Task to carry out.
Can you reproduce, word for word, the material from its very start through the line containing "Segment every instance of the rock cliff"?

Data in this exercise.

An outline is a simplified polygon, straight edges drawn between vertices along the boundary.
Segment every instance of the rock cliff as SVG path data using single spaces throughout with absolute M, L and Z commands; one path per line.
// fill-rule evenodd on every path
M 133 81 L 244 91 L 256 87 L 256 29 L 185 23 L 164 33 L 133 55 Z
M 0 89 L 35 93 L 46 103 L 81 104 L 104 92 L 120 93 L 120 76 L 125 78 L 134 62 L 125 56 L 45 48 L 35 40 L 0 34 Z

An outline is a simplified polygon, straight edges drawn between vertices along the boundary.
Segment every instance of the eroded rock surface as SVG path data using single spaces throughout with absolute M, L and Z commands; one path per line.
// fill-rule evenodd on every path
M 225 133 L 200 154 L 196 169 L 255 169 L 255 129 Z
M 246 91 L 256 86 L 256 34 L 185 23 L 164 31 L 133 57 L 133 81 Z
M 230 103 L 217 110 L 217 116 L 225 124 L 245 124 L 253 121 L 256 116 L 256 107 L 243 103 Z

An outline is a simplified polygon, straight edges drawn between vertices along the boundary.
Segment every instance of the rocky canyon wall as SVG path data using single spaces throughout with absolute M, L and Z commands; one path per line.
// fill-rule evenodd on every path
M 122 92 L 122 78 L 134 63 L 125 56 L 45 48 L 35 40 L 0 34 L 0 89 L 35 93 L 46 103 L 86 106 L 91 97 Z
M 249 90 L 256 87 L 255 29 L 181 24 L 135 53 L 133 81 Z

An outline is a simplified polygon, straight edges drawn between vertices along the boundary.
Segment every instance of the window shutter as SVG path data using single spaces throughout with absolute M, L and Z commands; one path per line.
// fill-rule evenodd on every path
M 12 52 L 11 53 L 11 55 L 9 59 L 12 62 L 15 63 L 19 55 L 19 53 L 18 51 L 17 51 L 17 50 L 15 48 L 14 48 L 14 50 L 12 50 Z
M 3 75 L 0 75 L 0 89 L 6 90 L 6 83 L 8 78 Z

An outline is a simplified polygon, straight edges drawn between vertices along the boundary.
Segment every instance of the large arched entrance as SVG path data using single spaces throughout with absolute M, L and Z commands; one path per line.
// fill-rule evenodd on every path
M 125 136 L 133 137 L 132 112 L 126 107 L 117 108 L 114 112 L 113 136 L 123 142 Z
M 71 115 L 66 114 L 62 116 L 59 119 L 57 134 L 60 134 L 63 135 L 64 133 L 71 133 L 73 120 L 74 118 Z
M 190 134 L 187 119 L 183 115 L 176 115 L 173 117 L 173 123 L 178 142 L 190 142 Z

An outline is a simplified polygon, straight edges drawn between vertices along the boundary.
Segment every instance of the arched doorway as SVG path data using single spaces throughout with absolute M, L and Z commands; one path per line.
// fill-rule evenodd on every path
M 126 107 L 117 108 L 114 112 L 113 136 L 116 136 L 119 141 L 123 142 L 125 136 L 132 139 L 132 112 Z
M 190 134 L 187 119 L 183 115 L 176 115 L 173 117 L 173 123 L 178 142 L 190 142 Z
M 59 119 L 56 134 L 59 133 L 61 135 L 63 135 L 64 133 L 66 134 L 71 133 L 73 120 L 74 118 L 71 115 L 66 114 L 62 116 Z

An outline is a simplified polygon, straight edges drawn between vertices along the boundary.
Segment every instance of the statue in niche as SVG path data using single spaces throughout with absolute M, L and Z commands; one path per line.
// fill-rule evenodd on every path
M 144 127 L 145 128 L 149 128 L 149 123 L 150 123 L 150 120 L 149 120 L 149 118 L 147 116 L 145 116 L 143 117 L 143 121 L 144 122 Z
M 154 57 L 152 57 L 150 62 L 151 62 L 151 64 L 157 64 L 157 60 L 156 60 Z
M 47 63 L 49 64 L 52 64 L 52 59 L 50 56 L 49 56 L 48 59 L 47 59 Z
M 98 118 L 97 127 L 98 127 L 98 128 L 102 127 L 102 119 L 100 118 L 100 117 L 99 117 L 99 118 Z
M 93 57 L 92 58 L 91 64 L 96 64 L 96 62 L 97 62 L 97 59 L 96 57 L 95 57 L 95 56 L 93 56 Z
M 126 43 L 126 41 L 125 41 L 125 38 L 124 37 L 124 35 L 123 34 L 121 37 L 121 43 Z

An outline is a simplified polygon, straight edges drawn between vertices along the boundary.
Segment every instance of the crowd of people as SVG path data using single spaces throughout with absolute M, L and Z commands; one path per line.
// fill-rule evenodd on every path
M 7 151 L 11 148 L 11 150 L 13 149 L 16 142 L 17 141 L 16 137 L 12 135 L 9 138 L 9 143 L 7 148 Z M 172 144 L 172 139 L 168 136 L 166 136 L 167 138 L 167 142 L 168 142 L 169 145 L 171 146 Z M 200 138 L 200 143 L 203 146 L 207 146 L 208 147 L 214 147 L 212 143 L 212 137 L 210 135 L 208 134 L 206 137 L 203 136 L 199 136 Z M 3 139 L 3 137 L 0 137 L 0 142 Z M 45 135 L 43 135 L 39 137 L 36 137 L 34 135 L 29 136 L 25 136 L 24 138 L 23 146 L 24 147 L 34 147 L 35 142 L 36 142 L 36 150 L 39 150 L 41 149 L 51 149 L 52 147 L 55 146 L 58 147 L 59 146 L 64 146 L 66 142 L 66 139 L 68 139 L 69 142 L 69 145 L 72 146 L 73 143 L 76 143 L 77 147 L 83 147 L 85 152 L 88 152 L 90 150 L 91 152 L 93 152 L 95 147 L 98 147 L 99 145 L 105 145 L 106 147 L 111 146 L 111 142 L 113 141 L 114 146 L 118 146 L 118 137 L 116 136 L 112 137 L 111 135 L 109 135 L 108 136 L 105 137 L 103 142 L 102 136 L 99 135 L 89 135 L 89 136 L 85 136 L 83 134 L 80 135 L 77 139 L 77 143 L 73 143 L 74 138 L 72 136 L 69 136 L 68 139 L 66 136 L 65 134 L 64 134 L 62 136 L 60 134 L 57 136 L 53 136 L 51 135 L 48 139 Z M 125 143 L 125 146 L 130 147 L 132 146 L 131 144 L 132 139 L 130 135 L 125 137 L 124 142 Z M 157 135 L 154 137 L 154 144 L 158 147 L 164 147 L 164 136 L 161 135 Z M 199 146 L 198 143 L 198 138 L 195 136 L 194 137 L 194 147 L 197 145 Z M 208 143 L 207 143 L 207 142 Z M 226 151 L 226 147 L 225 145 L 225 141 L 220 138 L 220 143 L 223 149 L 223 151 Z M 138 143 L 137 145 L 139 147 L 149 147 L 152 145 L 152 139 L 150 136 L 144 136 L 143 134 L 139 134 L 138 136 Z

Problem solution.
An outline is a simplified polygon, straight edges drawn between vertices along the boundary.
Segment every instance of the rock cliff as SVG path data using single spaces throughout with absolute M, L and Z commands; one path per line.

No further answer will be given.